**TESTO FORNITO**
Dal punto di vista pragmatico, dobbiamo impegnarci nell’insegnamento. Da un lato, con le aziende: come gestiscono i rischi della disinformazione e quale livello di impegno sociale hanno nei confronti della democrazia, in particolare, dell’ecosistema dell’informazione. Dall’altro lato, con i lettori, affinché possano impegnarsi in un giornalismo di qualità, se non vogliamo che la disinformazione, le bufale e gli pseudo-media dominino la sfera pubblica. Dobbiamo prendere coscienza della fragilità della democrazia liberale. Il ruolo della veridicità e dei media è centrale: in fin dei conti, la veridicità è un processo che ha molto a che fare con i giornalisti, i lettori e una società civile veramente impegnata
Non si tratta di censura e di limitare la libertà di espressione. È importante non confondere il rispetto della libertà di espressione con il rispetto del contenuto di tale libertà, poiché non tutte le opinioni — liberamente espresse — sono rispettabili: possono essere false, calunniose, criminali o semplicemente stupide.
Ma ciò che colpisce più profondamente la democrazia è la campagna contro l’Illuminismo, in cui coincidono sia la destra che la sinistra. Una delle conseguenze è il discredito delle verità e dei valori universali. I partiti nazionalisti, reazionari e antilluministi negano l’universalità delle verità, perché collegano la verità alla propria cultura, nazione, religione o lingua.
Allo stesso modo in cui i nazionalisti reazionari negavano le verità universali, perché solo la nazione o il popolo avevano accesso alla loro verità, i movimenti postmoderni o woke negano la possibilità che un popolo possa comprenderne un altro o un gruppo sociale un altro. Se ognuno ha la propria verità, il dialogo, il dibattito e il pensiero critico sono impossibili.

**ESTRATTO DEL DATASET**
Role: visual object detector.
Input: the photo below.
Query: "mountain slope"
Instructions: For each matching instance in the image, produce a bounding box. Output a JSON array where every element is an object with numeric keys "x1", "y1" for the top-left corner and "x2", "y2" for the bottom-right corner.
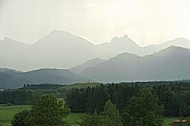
[
  {"x1": 0, "y1": 69, "x2": 87, "y2": 88},
  {"x1": 70, "y1": 58, "x2": 105, "y2": 74},
  {"x1": 0, "y1": 30, "x2": 190, "y2": 71},
  {"x1": 80, "y1": 46, "x2": 190, "y2": 82}
]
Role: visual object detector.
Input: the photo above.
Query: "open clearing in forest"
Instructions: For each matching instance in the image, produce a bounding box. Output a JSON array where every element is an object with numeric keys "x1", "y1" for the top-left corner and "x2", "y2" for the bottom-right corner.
[{"x1": 0, "y1": 105, "x2": 178, "y2": 126}]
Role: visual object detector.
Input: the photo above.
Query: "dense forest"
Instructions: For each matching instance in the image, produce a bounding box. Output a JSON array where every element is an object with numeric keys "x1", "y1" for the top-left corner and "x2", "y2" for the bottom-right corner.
[
  {"x1": 0, "y1": 81, "x2": 190, "y2": 117},
  {"x1": 66, "y1": 82, "x2": 190, "y2": 116}
]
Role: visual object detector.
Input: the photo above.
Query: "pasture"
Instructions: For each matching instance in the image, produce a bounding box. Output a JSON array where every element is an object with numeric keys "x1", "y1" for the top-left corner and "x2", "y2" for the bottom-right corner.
[
  {"x1": 0, "y1": 105, "x2": 181, "y2": 126},
  {"x1": 0, "y1": 105, "x2": 84, "y2": 126}
]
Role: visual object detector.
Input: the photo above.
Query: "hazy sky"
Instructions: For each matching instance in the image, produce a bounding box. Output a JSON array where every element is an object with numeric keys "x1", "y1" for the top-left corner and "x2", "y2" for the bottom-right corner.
[{"x1": 0, "y1": 0, "x2": 190, "y2": 46}]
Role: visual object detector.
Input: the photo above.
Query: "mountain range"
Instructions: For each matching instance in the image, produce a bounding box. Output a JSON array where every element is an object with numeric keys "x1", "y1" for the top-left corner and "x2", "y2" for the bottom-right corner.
[
  {"x1": 78, "y1": 46, "x2": 190, "y2": 82},
  {"x1": 0, "y1": 31, "x2": 190, "y2": 88},
  {"x1": 0, "y1": 68, "x2": 88, "y2": 88},
  {"x1": 0, "y1": 30, "x2": 190, "y2": 71}
]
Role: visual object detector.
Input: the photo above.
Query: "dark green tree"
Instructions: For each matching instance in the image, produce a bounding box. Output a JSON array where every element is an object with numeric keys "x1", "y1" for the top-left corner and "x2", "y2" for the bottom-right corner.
[
  {"x1": 122, "y1": 89, "x2": 163, "y2": 126},
  {"x1": 12, "y1": 95, "x2": 69, "y2": 126},
  {"x1": 101, "y1": 100, "x2": 123, "y2": 126},
  {"x1": 79, "y1": 100, "x2": 123, "y2": 126},
  {"x1": 31, "y1": 95, "x2": 69, "y2": 126},
  {"x1": 79, "y1": 111, "x2": 102, "y2": 126},
  {"x1": 11, "y1": 110, "x2": 30, "y2": 126}
]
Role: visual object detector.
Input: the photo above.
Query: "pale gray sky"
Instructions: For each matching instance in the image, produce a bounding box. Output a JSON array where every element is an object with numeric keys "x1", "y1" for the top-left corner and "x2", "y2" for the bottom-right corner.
[{"x1": 0, "y1": 0, "x2": 190, "y2": 46}]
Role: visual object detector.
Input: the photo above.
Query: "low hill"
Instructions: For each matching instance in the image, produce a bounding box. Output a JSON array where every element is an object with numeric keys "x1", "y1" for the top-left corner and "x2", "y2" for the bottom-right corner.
[
  {"x1": 0, "y1": 69, "x2": 88, "y2": 88},
  {"x1": 80, "y1": 46, "x2": 190, "y2": 82}
]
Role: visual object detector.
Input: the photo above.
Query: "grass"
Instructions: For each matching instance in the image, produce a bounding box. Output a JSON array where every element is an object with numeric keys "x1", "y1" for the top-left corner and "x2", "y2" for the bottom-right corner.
[
  {"x1": 0, "y1": 105, "x2": 30, "y2": 126},
  {"x1": 0, "y1": 105, "x2": 179, "y2": 126},
  {"x1": 0, "y1": 105, "x2": 84, "y2": 126},
  {"x1": 164, "y1": 117, "x2": 179, "y2": 126},
  {"x1": 61, "y1": 83, "x2": 100, "y2": 89}
]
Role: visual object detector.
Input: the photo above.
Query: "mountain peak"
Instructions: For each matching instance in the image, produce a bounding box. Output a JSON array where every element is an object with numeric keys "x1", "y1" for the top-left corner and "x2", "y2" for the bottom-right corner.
[{"x1": 156, "y1": 46, "x2": 190, "y2": 56}]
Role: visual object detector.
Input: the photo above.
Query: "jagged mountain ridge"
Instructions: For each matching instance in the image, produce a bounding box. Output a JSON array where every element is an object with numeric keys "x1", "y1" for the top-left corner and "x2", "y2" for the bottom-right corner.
[
  {"x1": 0, "y1": 68, "x2": 88, "y2": 88},
  {"x1": 0, "y1": 30, "x2": 190, "y2": 71},
  {"x1": 76, "y1": 46, "x2": 190, "y2": 82}
]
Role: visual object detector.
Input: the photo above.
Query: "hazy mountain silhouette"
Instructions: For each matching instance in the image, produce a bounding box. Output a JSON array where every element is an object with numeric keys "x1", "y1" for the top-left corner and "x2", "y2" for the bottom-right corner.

**ISTRUZIONI DELL'ESERCIZIO**
1. Secondo il testo su disinformazione e democrazia, che cosa negano i movimenti postmoderni o woke?
2. Continua il testo su disinformazione e democrazia a partire dalla sua ultima frase.

**ELENCO DELLE RISPOSTE**
1. Negano la possibilità che un popolo possa comprenderne un altro o che un gruppo sociale possa comprenderne un altro.

2.
Da ultimo, dobbiamo essere sufficientemente umani da essere all’altezza della tecnologia che stiamo sviluppando. L’intelligenza artificiale si sviluppa in assenza di regole comuni. Dobbiamo impegnarci per stabilire una governance all’interno di un quadro in cui siano presenti una serie di principi etici, come è stato fatto in materia ambientale. La tecnologia è un vettore fondamentale del potere e la geopolitica è determinata dalla tecnologia. La Cina lo ha capito molto bene fin dall’inizio, motivo per cui ha compiuto sforzi enormi per rispondere a interessi geopolitici nei quali non si adatta a quanto vuole l’Occidente e ha un suo programma.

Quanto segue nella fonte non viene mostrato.